⟨
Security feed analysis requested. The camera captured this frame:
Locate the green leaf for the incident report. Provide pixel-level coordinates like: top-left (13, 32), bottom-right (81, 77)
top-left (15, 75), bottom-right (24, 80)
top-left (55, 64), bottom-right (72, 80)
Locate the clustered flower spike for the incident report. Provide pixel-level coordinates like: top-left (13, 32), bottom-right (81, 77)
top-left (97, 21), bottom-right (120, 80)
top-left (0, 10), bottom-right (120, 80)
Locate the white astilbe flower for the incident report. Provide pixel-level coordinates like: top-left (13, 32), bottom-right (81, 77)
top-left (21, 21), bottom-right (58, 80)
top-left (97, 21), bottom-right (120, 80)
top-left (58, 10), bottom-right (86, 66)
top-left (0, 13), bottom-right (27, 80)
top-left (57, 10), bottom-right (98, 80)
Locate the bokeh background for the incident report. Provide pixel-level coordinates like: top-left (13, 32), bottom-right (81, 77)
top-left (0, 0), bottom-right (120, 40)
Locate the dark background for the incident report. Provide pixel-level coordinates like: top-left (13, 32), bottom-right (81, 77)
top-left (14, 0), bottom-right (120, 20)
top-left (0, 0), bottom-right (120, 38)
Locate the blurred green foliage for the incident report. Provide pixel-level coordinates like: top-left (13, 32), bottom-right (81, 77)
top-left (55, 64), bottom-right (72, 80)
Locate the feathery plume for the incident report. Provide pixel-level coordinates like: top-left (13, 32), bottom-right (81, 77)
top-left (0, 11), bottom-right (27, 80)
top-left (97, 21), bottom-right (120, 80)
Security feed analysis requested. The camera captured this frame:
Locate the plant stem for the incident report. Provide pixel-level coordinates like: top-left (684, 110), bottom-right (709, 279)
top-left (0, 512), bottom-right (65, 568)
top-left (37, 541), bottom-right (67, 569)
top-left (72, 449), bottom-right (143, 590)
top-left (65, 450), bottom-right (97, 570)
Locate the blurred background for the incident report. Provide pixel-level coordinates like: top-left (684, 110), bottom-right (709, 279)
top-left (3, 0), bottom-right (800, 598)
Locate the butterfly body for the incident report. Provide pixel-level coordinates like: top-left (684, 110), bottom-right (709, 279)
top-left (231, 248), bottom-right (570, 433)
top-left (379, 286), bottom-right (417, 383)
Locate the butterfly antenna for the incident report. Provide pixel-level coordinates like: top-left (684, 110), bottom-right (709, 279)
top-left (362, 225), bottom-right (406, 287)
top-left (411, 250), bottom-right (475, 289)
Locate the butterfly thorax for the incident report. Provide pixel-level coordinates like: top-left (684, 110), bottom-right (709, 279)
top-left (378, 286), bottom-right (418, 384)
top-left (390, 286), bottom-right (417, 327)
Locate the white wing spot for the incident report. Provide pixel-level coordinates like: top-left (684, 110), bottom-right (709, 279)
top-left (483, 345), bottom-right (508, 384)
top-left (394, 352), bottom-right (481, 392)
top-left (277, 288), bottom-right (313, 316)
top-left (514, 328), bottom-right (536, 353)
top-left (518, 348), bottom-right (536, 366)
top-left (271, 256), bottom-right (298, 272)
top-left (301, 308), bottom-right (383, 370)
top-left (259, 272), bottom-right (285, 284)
⟩
Retype each line of the material above exactly.

Security feed analysis requested. The camera captured this frame:
Locate the green leaf for the incident report. Provide pixel-level coordinates like: top-left (13, 32), bottom-right (81, 77)
top-left (15, 75), bottom-right (24, 80)
top-left (55, 64), bottom-right (72, 80)
Locate the clustered flower spike for the incident report. Provide pixel-level coordinates like: top-left (13, 32), bottom-right (81, 77)
top-left (97, 21), bottom-right (120, 80)
top-left (0, 10), bottom-right (120, 80)
Locate the white astilbe flower for the incident report. Provide pixel-level coordinates like: top-left (13, 32), bottom-right (81, 77)
top-left (21, 21), bottom-right (58, 80)
top-left (97, 21), bottom-right (120, 80)
top-left (58, 10), bottom-right (86, 66)
top-left (0, 13), bottom-right (27, 80)
top-left (57, 10), bottom-right (98, 80)
Locate the bokeh background for the incident report. Provide pixel-level coordinates like: top-left (13, 32), bottom-right (81, 77)
top-left (0, 0), bottom-right (120, 40)
Locate the dark background for the incident report. Provide pixel-level coordinates like: top-left (13, 32), bottom-right (81, 77)
top-left (14, 0), bottom-right (120, 20)
top-left (0, 0), bottom-right (120, 38)
Locate the blurred green foliage for the incident report. Provide pixel-level coordinates like: top-left (13, 32), bottom-right (81, 77)
top-left (55, 64), bottom-right (72, 80)
Locate the feathery plume for the incident report. Provide pixel-level coordinates like: top-left (13, 32), bottom-right (81, 77)
top-left (0, 11), bottom-right (27, 80)
top-left (97, 21), bottom-right (120, 80)
Security feed analysis requested. The camera captured this frame:
Locate the plant stem for the incident report. Provide pixel-level coordinates like: top-left (684, 110), bottom-right (709, 279)
top-left (0, 512), bottom-right (65, 568)
top-left (37, 541), bottom-right (67, 569)
top-left (72, 449), bottom-right (143, 590)
top-left (65, 450), bottom-right (97, 570)
Locate the blurred background for the incident report. Provide pixel-level coordinates like: top-left (684, 110), bottom-right (709, 279)
top-left (3, 0), bottom-right (800, 598)
Locate the butterfly body for the incident report. Provide pixel-level coordinates like: top-left (684, 110), bottom-right (709, 279)
top-left (231, 248), bottom-right (570, 433)
top-left (379, 286), bottom-right (417, 383)
Locate the butterfly antenna for the incident report. Provide pixel-level coordinates like: top-left (684, 110), bottom-right (709, 279)
top-left (362, 225), bottom-right (406, 287)
top-left (411, 250), bottom-right (475, 289)
Locate the butterfly thorax for the incident report. Provide pixel-level coordinates like: top-left (684, 110), bottom-right (709, 279)
top-left (378, 286), bottom-right (418, 384)
top-left (390, 286), bottom-right (417, 327)
Locate the white wing spot for the incident report. Provide pixel-level coordinates like: top-left (684, 110), bottom-right (709, 279)
top-left (483, 345), bottom-right (508, 384)
top-left (394, 352), bottom-right (481, 392)
top-left (277, 288), bottom-right (313, 316)
top-left (514, 328), bottom-right (536, 353)
top-left (518, 348), bottom-right (536, 366)
top-left (271, 256), bottom-right (298, 272)
top-left (301, 308), bottom-right (383, 370)
top-left (259, 272), bottom-right (285, 284)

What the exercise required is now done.